Pressestimmen

Regierungserklärung im Bundestag "Vage Wege aus der Krise"

Die erste Regierungserklärung der Schwarz-Gelben Koalition bedeutet für die Presse: Viele Worte, wenig Inhalt, höhere Schulden.

Die erste Regierungserklärung der Schwarz-Gelben Koalition bedeutet für die Presse: Viele Worte, wenig Inhalt, höhere Schulden.

Die Hessische und Niedersächsische Allgemeine schaut am Rednerpult auf Merkels Frisur: "Die Sphinx aus dem Kanzleramt blieb auch gestern im Ungefähren. Wer würde ihr widersprechen wollen, dass sich das Land in einer äußerst schwierigen Wirtschaftskrise befindet? Wer wollte bestreiten, dass der Staat nur so gut sein kann, wie seine Bürger sich für ihn engagieren?" Die Alterung unserer Gesellschaft stelle das Sozialsystem vor große Aufgaben. Doch das sind nicht alle Fragen: "Wie wollen wir den Herausforderungen begegnen? Wem wird gegeben, wem genommen? Wie soll unser Steuersystem umgebaut werden? Das Gesundheitssystem? Wie kommt die Bundeswehr raus aus Afghanistan? Klare Antworten seitens der Bundeskanzlerin?"

Angela Merkel bei der ersten Regierungserklärung der neuen Legislaturperiode.

Angela Merkel bei der ersten Regierungserklärung der neuen Legislaturperiode.

(Foto: dpa)

Die Berliner Morgenpost kramt in der Vergangenheit der Bundeskanzlerin – und findet Anhaltspunkte für ihre frühere Aufgabe als Umweltministerin: "Zumindest ökologisch gesehen war der Auftritt von Angela Merkel zum Start der neuen Legislaturperiode bemerkenswert. Denn selten zuvor war eine Regierungserklärung aus so viel Recyclingmaterial zusammengestoppelt." Der wohlklingende Fünf-Punkte-Plan berge Altbekanntes: Krisenreaktion, Bürger mit Staat versöhnen, Demografie, Umwelt, Verhältnis von Freiheit und Sicherheit. Mit diesem Plan habe jeder Kanzler seit 1949 antreten können. Und die Ankündigung einer "schonungslosen Analyse"? "Ob Bildung, Gesundheit oder Arbeitsmarkt - seit Jahrzehnten wird schonungslos analysiert. Die Deutschen sind Weltmeister im Beschreiben von Problemen; nur mit dem Lösen dauert es ziemlich lange."

Ihre Aufgabe:
Prüfen Sie bitte, ob die Aussagen (a), (b) und (c) mit der Presseschau übereinstimmen, und antworten Sie jeweils mit Ja oder Nein samt den entscheidenden Worten der Presseschau als wörtlichem Zitat.
(a) Nach der Hessischen und Niedersächsischen Allgemeinen blieb Merkel bei ihrem Auftritt unbestimmt.
(b) Die Berliner Morgenpost bezeichnet den Fünf-Punkte-Plan als etwas grundlegend Neues.
(c) Die Berliner Morgenpost stößt auf Hinweise auf Merkels frühere Aufgabe als Umweltministerin.
Stützen Sie sich ausschließlich auf die Presseschau.

Gespeicherte Einträge:
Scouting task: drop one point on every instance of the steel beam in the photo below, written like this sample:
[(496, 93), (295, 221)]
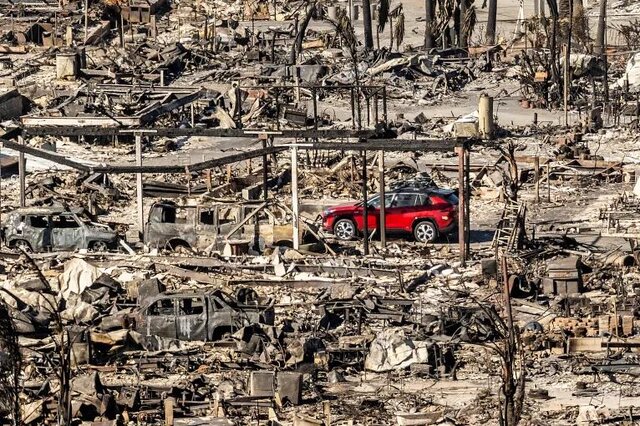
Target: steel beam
[(72, 130)]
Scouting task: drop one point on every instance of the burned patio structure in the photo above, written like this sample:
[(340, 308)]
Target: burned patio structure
[(212, 140)]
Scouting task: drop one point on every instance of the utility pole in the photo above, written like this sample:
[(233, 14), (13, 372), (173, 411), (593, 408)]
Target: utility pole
[(382, 226), (461, 204), (295, 206), (463, 33), (365, 205), (366, 18), (491, 22), (429, 7), (139, 198), (22, 163), (86, 21)]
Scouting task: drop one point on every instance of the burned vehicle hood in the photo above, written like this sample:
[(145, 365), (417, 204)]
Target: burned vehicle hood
[(341, 208)]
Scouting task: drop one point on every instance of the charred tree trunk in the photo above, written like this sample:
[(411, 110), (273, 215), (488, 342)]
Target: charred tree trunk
[(491, 22), (368, 29), (462, 35), (296, 49), (429, 41), (600, 48)]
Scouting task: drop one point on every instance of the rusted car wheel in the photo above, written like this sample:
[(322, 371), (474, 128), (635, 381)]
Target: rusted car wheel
[(344, 229), (99, 246), (22, 245), (425, 232)]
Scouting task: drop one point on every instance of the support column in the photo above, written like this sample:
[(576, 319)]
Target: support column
[(464, 7), (429, 15), (536, 166), (491, 22), (265, 170), (461, 205), (139, 187), (383, 224), (602, 19), (365, 206), (467, 206), (22, 173), (295, 207), (368, 31)]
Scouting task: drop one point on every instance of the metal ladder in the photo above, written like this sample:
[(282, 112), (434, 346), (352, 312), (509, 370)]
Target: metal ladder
[(506, 236)]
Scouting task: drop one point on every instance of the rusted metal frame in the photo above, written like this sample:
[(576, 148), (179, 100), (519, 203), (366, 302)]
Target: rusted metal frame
[(47, 155), (460, 150), (197, 167), (432, 145), (245, 220), (365, 206), (72, 130)]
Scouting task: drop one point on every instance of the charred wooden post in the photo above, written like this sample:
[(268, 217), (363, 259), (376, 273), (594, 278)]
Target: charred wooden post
[(140, 201), (365, 205), (265, 174), (462, 35), (491, 22), (600, 37), (461, 204), (383, 224), (295, 206), (22, 173), (429, 40), (467, 198), (368, 29)]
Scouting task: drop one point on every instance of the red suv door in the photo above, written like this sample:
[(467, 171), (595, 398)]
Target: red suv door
[(402, 211), (373, 214)]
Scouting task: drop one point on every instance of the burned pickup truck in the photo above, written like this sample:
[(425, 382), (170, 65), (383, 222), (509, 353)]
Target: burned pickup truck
[(206, 316), (210, 226), (56, 228)]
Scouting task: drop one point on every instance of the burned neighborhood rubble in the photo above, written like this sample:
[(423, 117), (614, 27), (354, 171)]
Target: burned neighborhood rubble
[(315, 213)]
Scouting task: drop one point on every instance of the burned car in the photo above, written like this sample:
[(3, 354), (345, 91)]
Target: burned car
[(210, 226), (56, 228), (198, 315)]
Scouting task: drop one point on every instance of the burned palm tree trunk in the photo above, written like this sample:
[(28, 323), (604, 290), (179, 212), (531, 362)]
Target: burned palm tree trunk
[(462, 36), (491, 22), (296, 49), (429, 15), (10, 361), (368, 30), (600, 48)]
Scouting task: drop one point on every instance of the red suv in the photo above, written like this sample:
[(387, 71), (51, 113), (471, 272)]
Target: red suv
[(425, 213)]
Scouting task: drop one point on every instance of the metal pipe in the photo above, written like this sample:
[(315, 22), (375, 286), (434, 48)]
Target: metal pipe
[(461, 205), (295, 206), (365, 206), (383, 224), (22, 173), (491, 22), (139, 198), (429, 14)]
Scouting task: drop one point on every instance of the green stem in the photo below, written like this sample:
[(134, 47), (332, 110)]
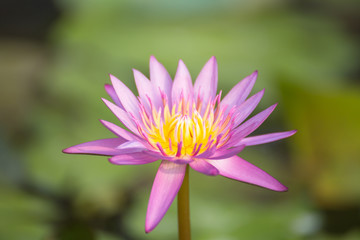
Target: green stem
[(183, 208)]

Lösung der Übung:
(a) Ja: „Die Sphinx aus dem Kanzleramt blieb auch gestern im Ungefähren.“
(b) Nein: „Der wohlklingende Fünf-Punkte-Plan berge Altbekanntes“
(c) Ja: „findet Anhaltspunkte für ihre frühere Aufgabe als Umweltministerin“